### Exercise directions
Select and copy every line in the rows below that contains the string "wire".

**** Given information

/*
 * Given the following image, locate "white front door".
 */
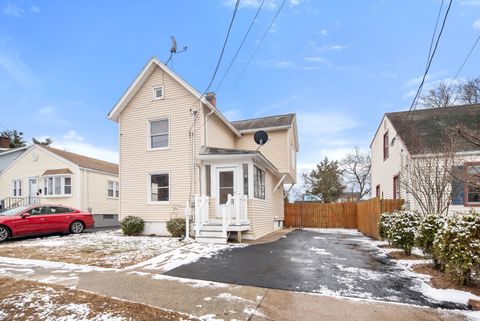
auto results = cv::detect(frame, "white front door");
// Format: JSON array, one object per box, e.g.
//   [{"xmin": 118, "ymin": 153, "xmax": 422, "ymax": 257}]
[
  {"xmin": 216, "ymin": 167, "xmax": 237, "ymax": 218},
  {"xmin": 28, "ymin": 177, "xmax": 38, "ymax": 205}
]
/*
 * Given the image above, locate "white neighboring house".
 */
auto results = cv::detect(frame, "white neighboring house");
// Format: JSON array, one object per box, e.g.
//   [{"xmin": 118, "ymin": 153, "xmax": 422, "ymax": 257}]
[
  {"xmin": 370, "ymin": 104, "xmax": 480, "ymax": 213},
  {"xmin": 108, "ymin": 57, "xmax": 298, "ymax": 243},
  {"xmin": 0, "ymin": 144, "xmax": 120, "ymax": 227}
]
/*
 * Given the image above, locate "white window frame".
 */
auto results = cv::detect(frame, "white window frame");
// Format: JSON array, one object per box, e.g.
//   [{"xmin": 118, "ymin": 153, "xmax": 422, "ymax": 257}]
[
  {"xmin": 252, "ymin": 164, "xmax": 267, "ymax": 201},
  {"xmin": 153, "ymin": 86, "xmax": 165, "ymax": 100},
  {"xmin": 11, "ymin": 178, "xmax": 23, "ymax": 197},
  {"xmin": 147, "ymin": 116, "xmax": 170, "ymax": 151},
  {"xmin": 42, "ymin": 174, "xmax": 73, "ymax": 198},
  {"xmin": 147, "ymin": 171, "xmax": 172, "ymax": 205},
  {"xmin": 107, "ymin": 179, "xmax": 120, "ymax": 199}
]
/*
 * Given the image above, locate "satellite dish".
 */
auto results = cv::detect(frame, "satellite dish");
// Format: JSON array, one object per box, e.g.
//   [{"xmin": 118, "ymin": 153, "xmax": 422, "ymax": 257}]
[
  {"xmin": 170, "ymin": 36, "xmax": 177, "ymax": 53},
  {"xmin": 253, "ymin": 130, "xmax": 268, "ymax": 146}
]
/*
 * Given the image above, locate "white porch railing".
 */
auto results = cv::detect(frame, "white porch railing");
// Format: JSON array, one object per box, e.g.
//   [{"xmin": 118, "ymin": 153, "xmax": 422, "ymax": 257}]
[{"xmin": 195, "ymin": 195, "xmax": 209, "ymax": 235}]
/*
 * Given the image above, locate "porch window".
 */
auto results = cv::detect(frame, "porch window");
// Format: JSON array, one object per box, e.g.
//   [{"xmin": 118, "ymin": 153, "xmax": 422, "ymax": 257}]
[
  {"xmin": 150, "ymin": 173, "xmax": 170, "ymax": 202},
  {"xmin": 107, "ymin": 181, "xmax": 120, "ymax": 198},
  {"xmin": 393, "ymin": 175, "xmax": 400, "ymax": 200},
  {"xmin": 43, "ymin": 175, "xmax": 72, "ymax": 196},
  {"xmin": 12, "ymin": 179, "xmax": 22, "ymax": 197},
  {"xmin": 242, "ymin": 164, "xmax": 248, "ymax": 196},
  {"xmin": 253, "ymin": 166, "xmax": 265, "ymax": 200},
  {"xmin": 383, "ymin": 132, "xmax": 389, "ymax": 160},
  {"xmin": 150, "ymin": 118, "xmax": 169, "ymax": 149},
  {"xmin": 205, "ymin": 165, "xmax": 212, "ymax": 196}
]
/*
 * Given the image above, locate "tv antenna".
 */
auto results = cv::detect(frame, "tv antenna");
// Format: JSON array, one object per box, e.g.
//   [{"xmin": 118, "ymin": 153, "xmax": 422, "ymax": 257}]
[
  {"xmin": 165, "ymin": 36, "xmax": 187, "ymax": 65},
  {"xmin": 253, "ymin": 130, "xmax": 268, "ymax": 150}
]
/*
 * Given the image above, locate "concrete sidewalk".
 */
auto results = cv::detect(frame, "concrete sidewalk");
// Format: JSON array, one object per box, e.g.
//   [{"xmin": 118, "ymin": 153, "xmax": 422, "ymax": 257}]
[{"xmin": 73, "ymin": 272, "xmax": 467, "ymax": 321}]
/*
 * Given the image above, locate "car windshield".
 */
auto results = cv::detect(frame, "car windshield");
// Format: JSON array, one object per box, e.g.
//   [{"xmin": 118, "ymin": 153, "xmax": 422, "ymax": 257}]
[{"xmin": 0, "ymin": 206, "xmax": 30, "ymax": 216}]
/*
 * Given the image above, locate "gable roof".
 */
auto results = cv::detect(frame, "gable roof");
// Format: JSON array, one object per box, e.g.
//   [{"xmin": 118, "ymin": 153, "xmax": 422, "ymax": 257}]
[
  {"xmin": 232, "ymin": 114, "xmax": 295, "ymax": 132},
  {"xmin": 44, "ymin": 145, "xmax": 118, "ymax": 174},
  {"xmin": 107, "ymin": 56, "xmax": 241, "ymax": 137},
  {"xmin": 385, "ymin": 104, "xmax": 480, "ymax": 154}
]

********
**** Given information

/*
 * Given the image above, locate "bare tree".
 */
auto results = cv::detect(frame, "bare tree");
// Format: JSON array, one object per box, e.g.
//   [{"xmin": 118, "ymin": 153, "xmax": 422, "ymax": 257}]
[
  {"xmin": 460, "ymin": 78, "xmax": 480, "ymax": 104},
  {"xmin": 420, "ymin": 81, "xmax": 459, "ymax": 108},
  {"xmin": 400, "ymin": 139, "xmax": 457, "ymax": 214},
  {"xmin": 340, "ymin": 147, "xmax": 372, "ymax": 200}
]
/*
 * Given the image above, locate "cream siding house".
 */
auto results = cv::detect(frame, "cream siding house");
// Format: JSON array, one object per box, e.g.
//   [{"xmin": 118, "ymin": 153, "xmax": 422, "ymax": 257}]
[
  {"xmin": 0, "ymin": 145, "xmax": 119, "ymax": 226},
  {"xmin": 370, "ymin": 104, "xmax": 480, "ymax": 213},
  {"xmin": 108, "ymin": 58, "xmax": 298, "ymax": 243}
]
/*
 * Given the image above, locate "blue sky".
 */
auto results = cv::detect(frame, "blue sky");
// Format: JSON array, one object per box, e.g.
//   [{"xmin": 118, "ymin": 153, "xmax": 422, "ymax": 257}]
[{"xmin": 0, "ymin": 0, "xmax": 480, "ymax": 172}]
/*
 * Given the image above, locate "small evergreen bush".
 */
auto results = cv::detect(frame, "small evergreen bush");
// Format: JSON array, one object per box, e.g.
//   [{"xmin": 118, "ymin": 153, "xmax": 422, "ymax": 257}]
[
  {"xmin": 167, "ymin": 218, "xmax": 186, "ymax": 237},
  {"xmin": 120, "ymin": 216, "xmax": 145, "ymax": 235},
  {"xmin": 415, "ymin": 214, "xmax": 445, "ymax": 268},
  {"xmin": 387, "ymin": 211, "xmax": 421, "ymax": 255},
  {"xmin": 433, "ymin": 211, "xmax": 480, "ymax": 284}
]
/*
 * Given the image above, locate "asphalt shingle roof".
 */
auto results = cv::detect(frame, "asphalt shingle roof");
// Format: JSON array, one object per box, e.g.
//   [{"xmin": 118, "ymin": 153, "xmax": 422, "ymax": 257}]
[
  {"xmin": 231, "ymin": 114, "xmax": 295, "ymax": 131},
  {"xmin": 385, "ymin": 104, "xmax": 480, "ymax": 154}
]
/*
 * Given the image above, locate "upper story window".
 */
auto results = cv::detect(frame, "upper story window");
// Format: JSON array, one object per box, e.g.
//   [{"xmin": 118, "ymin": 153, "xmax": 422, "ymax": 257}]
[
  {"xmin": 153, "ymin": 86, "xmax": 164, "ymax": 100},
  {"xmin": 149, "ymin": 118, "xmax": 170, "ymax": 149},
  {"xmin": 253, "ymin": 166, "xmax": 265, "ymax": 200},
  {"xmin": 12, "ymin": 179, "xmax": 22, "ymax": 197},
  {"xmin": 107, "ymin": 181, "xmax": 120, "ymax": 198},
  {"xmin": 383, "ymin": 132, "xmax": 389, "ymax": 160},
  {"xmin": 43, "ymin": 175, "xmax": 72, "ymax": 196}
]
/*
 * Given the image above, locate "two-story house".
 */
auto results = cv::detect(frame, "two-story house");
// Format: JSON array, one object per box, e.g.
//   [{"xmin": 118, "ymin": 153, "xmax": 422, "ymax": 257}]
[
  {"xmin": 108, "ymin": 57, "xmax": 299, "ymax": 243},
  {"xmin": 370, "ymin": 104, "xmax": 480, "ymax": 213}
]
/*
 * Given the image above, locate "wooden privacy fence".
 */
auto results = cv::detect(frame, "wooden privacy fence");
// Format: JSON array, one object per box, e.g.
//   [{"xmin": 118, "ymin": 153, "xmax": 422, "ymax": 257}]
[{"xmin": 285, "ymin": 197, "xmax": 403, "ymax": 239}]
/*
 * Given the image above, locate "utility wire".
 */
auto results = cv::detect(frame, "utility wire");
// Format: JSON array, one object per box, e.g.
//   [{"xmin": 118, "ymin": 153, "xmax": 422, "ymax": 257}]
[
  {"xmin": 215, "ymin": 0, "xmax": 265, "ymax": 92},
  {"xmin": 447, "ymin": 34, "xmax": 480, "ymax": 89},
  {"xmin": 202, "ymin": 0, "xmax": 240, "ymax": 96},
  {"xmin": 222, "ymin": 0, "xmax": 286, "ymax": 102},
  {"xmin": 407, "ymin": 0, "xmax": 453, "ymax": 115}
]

********

### Task output
 * Given the image above, locate "utility wire".
auto results = cv::detect(frame, "utility wire");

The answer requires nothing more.